= Directions for this task =
Copy each of the records below word for word, keeping every line as it appears.

Start of Provided data

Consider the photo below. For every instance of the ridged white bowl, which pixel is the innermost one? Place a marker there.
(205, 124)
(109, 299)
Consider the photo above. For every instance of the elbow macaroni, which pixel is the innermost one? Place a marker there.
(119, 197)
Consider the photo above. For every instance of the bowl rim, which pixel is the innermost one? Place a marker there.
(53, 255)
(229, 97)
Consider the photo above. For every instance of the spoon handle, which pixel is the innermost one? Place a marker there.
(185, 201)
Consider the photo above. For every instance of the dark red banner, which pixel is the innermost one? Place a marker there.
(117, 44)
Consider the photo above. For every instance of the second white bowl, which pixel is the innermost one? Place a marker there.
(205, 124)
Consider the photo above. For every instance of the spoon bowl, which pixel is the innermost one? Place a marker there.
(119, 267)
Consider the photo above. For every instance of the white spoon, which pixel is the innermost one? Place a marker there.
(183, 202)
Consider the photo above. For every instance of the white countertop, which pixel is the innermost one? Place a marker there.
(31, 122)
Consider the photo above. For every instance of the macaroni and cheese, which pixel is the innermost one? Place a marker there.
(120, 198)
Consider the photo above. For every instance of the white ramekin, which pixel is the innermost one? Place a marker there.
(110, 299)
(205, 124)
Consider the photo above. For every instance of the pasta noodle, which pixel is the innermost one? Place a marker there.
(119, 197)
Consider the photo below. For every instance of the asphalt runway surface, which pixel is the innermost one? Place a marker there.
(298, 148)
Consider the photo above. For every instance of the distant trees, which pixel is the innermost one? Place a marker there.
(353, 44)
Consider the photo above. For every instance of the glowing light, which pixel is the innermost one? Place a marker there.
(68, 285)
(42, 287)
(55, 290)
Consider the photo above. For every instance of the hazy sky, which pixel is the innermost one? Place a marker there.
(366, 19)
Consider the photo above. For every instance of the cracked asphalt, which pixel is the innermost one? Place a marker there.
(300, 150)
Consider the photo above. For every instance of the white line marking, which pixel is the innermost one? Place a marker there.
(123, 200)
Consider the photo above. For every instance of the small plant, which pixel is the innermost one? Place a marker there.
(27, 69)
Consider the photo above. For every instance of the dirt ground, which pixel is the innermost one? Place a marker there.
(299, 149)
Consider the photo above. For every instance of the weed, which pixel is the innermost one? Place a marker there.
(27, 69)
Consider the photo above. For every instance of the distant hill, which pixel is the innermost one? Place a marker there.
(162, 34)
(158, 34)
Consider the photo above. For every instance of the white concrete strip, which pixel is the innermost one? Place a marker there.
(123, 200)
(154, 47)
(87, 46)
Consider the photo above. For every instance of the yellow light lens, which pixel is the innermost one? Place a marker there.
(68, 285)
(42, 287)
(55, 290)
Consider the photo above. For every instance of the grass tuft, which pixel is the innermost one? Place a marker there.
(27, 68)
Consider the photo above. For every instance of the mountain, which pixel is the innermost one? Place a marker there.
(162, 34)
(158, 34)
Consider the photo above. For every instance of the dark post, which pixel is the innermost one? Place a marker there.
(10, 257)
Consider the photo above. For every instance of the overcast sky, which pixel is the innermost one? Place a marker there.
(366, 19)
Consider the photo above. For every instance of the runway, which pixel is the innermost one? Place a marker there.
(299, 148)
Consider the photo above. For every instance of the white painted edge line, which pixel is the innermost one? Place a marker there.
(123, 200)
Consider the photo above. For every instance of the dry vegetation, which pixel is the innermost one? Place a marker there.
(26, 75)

End of Provided data

= Finished task =
Consider the photo below. For every instance of the ridged white bowl, which pixel is the innermost one? Place a marker there.
(205, 124)
(109, 299)
Consider the photo above. For every instance of the elbow macaroni, which pixel is the innermost one? Place a marker there.
(119, 197)
Consider the photo above. For every instance of the bowl rim, which pixel is the innermost one? Place a marker there.
(53, 255)
(229, 97)
Consider the photo above. For every instance of the spoon handle, which pixel is the innermost one? Place a marker there.
(185, 201)
Consider the photo above. For every instance of the dark red banner, which pixel is the innermost one? Place a marker there.
(117, 44)
Consider the photo above. For every instance of the second white bowl, which pixel is the innermost one? Place a marker there.
(205, 124)
Consider the photo above. For every instance of the spoon bowl, which pixel is the innermost one? Place a marker there.
(119, 267)
Consider the photo above. For every instance of the white spoon, which pixel is the innermost one? Place a marker there.
(183, 202)
Consider the photo above. For every instance of the white countertop, which pixel is the innermost one? Place a marker there.
(31, 122)
Consider the photo above. For every instance of the macaroni and cheese, which pixel is the innermost one? Place a marker there.
(120, 198)
Consider the photo above. For every instance of the white ramekin, which pixel is the innermost one? Place a marker there.
(110, 299)
(205, 124)
Consider the photo above. For every instance of the pasta noodle, which pixel is the innermost one? Place a marker there.
(119, 197)
Consider the photo below. For every instance of the asphalt runway surface, which pixel is the innermost one? Place a marker there.
(298, 148)
Consider the photo above. For every instance of the distant trees, which pixel is the innermost one? Place a marker there.
(353, 44)
Consider the photo above. For every instance of the glowing light, which pixel is the innermost one? Place a marker there.
(68, 285)
(42, 287)
(55, 290)
Consider the photo above. For every instance of the hazy sky, which pixel is the innermost one? Place a marker there.
(366, 19)
Consider the photo above. For every instance of the cracked asphalt, which pixel is the innermost one? Place a marker there.
(300, 150)
Consider the photo above. For every instance of the white line marking, which pixel is the innermost one? Place a marker there.
(123, 200)
Consider the photo above. For every instance of the small plant, which pixel is the innermost one? Place a marker there.
(27, 69)
Consider the photo above. For every instance of the dirt ground, which pixel is the innermost one? Place a marker there.
(299, 149)
Consider the photo above. For every instance of the weed, which pixel is the innermost one? Place a marker there.
(27, 69)
Consider the photo above. For every instance of the distant hill, which pixel is the innermost one? Place a marker there.
(162, 34)
(158, 34)
Consider the photo above. For every instance of the white concrete strip, which pixel is the innermost one? Place a marker there.
(123, 200)
(154, 47)
(87, 46)
Consider the photo above. For every instance of the yellow light lens, which pixel is the innermost one? Place a marker there.
(68, 285)
(42, 287)
(55, 290)
Consider the photo above. For every instance of the grass tuft, which pixel is the innermost one? Place a marker there.
(27, 68)
Consider the photo above. For every instance of the mountain, which pixel is the innermost one? Place a marker there.
(162, 34)
(158, 34)
Consider the photo above. For every instance of the dark post, which pixel is the innermost one? Place a marker there.
(10, 257)
Consider the photo above. For every instance of the overcast sky, which pixel is the innermost one? Place a marker there.
(366, 19)
Consider the photo above. For every instance of the runway, which pixel is the innermost one? Place a marker there.
(299, 148)
Consider the photo above. For every instance of the white painted edge line, which pixel is the innermost one? Place a marker there.
(123, 200)
Consider the photo above. For every instance of the dry vegetation, which pixel is the innermost one? Place a marker there.
(26, 75)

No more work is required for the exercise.